The compound used in these studies, MnIIITDE-2-ImP5+, is a small molecular weight, non-toxic catalytic antioxidant (Kachadourian et al, 2004; Castello et al, 2008). It possesses high superoxide dismutase activity as well catalase activity, enabling it to scavenge a broad range of reactive species including superoxide and hydrogen peroxide as well as peroxynitrite and lipid peroxides (Kachadourian et al, 2004; Castello et al, 2008). Like the endogenous antioxidant superoxide dismutase (SOD), this compound contains an active site metal that catalyzes the dismutation reaction of both superoxide and hydrogen peroxide catalytically, without requiring energy from the cell (Castello et al, 2008). MnIIITDE-2-ImP5+ has been proven efficacious at reducing oxidative stress in animal models of brain ischemic injury as well as radiation and vesicant-induced lung injury (Sheng et al, 2002; Rabbani et al, 2007; O’Neill et al, 2011; McGovern et al, 2011; Tewari-Singh et al, 2014). In the current study, we verified brain levels of the compound in plasma and hippocampus at concentrations known to exert antioxidant and neuroprotective effects (Sheng et al, 2002; O’Neill et al, 2011). Indeed, its ability to protect the glutathione redox status and prevent 3-NT adducts within the hippocampus following SE supports its antioxidant actions. Although the compound’s relatively short half-life limited chronic dosing, a high potency to catalytically detoxify diverse reactive species together with the ability to penetrate the brain and inhibit oxidative damage in vivo, make MnIIITDE-2-ImP5+ a useful tool to investigate the role of oxidative stress in neurologic disorders.
A growing body of research suggests oxidative stress is both a cause and a consequence of epileptic seizures in humans and in animal models (Patel, 2004; Menon et al, 2012; Rumià et al, 2013). The functional role of oxidative stress in contributing to seizure-induced neuronal death largely comes from the demonstration that compounds with antioxidant-like properties exert neuroprotection (MacGregor et al, 1996; Tan et al, 1998; Rong et al, 1999; Gupta et al, 2000; Liang et al, 2008, 2012). The current study corroborates these findings and extends the literature to include mitochondrial dysfunction, specifically deficits in OCR, as a potential contributor to neuronal loss within the hippocampus (Rowley et al, 2015). We demonstrate alterations in oxidative phosphorylation assessed by OCR using real-time extracellular flux analysis. Specifically, our data suggest that synaptosomal mitochondria from epileptic animals have less metabolic reserve capacity and are unable to increase respiration to meet a large ATP demand. These findings compliment a recent study from our laboratory showing SE-induced mitochondrial dysfunction in the kainic acid model of TLE and attenuation by the same catalytic compound used in the current study (Rowley et al, 2015). Together with the findings that both SE and chronic seizures are sufficient to decrease activities of various mitochondrial enzymes and complexes of the electron transport chain, this supports the findings that there is persistent mitochondrial dysfunction in experimental TLE (Liang et al, 2000; Kudin et al, 2002; Chuang et al, 2004; Ryan et al, 2012; Rowley et al, 2015). Our data show that pharmacological removal of ROS inhibits deficits in mitochondrial respiration initiated by epileptogenic injury suggesting that ROS production may be an important driver of these deficits.

- _Task objective_:
Extend the passage above on oxidative stress and mitochondrial dysfunction in epilepsy, picking up after its final sentence.

(Stored data)
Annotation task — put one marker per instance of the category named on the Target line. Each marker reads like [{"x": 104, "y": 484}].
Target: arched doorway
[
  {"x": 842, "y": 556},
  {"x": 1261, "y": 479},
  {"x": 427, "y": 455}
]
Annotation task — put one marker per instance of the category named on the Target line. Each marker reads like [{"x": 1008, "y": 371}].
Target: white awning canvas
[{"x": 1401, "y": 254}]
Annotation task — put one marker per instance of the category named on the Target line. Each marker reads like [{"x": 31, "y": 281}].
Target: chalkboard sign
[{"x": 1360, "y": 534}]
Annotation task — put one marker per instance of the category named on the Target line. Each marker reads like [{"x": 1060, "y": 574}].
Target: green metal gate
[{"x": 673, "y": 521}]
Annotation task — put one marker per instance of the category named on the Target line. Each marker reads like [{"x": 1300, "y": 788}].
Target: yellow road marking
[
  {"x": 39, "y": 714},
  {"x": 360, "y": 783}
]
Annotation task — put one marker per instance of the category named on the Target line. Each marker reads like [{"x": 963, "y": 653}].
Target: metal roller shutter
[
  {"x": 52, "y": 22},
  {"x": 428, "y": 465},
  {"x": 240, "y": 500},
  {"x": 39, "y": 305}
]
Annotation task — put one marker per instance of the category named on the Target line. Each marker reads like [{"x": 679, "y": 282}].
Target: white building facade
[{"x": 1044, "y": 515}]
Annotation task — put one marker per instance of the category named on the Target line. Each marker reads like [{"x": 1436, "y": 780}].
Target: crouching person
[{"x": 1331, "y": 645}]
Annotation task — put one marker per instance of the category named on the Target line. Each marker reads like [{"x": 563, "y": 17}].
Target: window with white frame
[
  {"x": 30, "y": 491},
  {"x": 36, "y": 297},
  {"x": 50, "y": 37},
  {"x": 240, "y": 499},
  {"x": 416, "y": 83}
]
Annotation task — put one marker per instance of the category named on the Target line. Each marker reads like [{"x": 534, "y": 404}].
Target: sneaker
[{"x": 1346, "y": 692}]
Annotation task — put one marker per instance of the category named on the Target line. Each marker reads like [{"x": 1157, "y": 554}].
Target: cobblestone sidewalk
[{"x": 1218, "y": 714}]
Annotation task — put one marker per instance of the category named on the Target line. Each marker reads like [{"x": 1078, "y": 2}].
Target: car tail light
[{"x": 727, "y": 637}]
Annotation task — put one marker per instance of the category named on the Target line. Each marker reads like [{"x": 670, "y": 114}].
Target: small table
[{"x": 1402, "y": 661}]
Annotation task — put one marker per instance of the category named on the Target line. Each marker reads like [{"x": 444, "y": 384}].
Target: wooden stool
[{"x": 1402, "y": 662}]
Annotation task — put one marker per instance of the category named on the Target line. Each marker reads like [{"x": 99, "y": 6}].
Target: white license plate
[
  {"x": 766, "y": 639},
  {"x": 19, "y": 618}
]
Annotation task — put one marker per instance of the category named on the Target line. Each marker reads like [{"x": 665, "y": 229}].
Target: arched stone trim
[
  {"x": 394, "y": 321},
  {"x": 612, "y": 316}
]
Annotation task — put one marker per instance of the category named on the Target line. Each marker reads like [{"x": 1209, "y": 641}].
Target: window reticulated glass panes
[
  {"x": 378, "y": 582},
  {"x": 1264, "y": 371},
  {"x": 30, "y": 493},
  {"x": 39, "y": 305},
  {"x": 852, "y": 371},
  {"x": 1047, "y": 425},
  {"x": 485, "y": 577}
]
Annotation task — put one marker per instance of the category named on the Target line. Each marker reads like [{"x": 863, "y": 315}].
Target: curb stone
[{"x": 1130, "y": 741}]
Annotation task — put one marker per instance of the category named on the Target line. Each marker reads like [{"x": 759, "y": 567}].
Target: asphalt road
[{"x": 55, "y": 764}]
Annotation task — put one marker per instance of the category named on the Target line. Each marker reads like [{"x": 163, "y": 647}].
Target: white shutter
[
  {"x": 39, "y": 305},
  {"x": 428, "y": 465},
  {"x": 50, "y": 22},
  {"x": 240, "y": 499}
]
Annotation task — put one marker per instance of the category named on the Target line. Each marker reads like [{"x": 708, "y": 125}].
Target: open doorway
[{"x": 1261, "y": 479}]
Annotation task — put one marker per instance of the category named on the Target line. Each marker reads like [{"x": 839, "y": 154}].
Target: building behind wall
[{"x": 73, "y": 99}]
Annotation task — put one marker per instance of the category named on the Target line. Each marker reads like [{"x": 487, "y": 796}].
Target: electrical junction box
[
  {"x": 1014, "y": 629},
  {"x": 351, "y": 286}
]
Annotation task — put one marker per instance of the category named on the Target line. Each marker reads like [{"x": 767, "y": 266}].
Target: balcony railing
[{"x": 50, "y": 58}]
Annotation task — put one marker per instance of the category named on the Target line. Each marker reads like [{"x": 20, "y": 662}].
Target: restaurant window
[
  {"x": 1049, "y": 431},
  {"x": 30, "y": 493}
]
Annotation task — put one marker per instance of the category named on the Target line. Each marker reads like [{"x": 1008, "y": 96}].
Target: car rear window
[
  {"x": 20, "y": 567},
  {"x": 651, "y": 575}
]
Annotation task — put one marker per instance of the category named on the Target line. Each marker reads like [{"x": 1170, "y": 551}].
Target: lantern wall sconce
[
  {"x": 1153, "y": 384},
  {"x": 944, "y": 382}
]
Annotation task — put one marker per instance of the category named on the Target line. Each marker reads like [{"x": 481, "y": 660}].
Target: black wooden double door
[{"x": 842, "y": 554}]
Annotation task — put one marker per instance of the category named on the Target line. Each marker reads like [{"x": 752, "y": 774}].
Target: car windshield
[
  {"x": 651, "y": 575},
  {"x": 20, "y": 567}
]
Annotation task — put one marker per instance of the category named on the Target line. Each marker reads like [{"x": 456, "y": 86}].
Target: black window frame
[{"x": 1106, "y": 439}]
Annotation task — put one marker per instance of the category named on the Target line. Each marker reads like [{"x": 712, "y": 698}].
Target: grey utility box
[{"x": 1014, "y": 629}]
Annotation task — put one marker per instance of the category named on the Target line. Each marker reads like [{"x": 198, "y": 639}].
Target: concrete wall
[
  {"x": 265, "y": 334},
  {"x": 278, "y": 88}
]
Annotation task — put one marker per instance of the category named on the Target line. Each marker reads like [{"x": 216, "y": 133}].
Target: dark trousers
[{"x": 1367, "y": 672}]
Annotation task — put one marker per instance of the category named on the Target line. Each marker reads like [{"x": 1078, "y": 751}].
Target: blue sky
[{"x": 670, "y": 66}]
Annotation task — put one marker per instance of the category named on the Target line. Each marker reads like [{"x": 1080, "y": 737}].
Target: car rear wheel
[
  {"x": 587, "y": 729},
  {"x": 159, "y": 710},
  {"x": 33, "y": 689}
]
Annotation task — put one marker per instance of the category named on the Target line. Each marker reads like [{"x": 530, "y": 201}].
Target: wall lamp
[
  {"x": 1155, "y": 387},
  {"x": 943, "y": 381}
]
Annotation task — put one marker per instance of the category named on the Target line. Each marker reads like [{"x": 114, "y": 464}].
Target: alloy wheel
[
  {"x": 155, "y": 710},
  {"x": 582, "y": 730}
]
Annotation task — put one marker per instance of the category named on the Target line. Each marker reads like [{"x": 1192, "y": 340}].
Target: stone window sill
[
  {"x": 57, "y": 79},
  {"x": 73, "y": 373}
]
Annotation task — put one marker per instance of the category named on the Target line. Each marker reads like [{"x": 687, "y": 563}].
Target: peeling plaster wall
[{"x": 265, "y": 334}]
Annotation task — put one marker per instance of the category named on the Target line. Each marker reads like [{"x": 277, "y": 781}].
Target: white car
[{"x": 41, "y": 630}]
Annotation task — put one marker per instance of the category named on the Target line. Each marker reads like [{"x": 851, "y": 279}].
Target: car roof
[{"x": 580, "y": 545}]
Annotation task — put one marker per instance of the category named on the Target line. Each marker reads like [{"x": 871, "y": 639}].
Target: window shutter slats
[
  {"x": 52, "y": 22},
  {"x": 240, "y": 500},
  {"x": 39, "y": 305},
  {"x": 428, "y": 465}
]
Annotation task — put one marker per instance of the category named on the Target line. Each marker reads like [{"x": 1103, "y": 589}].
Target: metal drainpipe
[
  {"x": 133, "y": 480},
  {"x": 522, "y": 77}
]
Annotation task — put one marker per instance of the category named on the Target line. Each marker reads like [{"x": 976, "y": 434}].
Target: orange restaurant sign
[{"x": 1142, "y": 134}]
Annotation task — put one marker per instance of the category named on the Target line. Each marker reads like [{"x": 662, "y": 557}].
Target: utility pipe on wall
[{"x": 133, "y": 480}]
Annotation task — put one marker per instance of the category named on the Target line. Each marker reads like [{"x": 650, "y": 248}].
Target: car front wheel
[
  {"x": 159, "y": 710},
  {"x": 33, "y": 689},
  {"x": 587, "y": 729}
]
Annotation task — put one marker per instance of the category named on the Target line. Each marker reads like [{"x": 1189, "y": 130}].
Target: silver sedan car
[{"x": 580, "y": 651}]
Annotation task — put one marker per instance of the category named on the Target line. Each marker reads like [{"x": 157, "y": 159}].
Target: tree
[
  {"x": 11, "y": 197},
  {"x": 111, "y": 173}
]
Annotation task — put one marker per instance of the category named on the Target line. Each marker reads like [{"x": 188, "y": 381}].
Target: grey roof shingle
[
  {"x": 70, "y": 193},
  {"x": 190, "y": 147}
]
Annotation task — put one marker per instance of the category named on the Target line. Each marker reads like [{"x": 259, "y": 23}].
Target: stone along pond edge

- _Written answer_:
Attenuation of mitochondrial respiration deficits by MnIIITDE-2-ImP5+ was accompanied by inhibition of hippocampal neuronal loss. Mitochondria are key modulators of apoptotic and necrotic cell death, both of which have been implicated in seizure-induced neuronal loss (Shinoda et al, 2004a; Henshall 2007; Henshall and Murphy, 2008). Neuronal death is a key feature of refractory TLE, particularly in the temporal lobe which houses areas of the brain important for learning and memory. Removal of sclerosed tissue often improves seizure burden suggesting that neuronal death or the processes underlying it may play a role in epileptogenesis (Jobst and Cascino, 2015). Our data suggest that neuronal loss, while controversial in the propagation of epilepsy, may contribute to injury-induced memory impairment. However, given that scavenging of ROS produced only a moderate neuroprotective effect while completely attenuating deficits in memory, suggests that mechanisms underlying overt neuronal loss such as deficits in mitochondrial respiration or oxidative damage may be the underlying cause of memory impairment.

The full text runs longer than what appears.